Looking at the data below, report how many lines contain "round", with no other words.

Region pointing data:
——————

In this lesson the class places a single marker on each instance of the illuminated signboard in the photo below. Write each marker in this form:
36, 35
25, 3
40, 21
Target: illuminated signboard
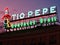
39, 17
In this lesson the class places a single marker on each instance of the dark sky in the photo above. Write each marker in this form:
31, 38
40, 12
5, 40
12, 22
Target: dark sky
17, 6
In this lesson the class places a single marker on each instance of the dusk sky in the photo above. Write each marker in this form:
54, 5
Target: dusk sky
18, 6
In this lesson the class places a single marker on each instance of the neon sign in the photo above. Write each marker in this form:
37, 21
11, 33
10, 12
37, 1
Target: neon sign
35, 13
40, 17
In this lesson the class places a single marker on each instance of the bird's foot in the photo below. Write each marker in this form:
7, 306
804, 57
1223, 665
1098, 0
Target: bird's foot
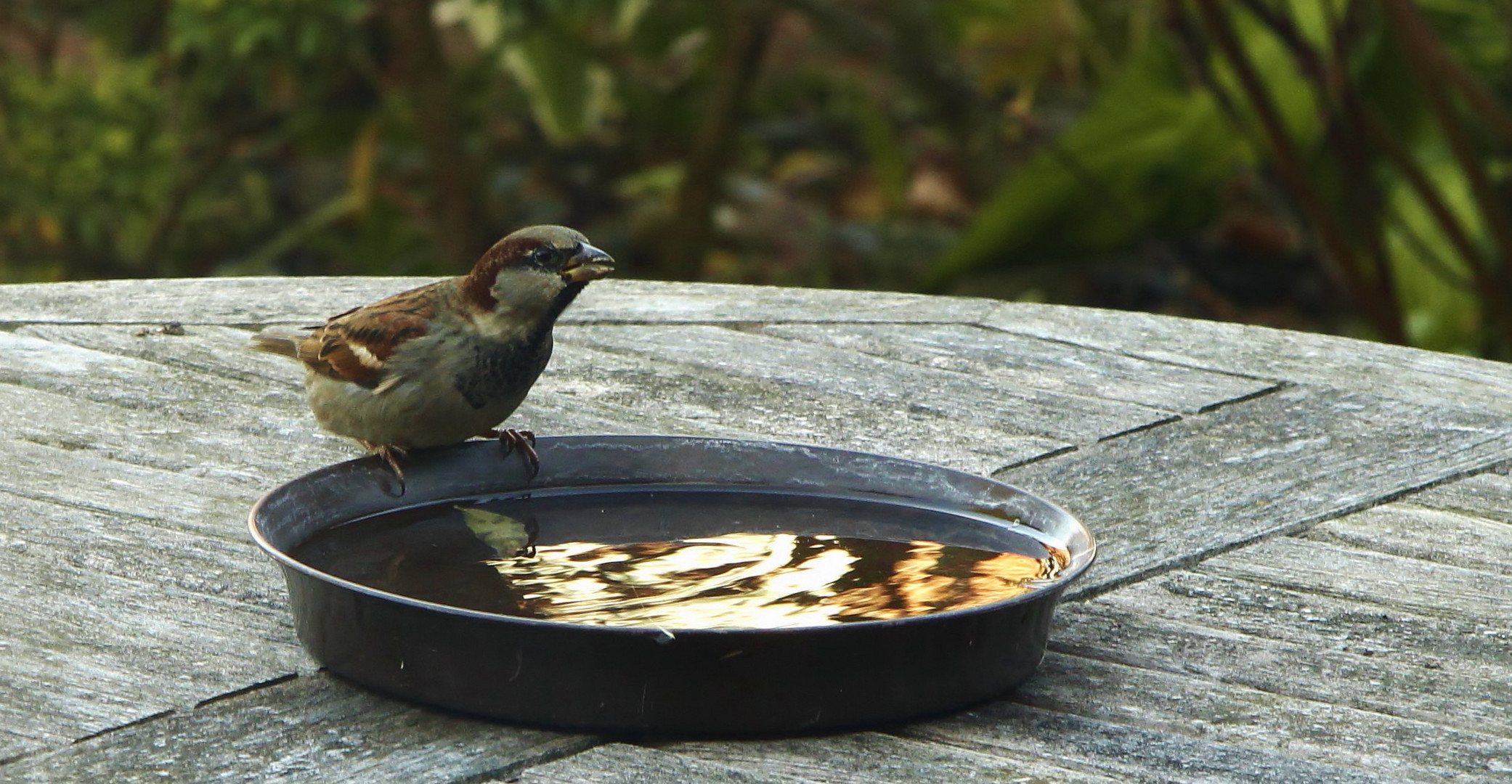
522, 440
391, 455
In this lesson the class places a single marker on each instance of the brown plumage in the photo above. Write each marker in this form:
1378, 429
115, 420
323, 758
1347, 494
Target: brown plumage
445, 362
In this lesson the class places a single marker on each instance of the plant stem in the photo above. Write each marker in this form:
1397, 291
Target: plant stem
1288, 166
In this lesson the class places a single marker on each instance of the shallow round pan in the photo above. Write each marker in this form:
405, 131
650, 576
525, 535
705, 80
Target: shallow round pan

——————

** RESULT **
2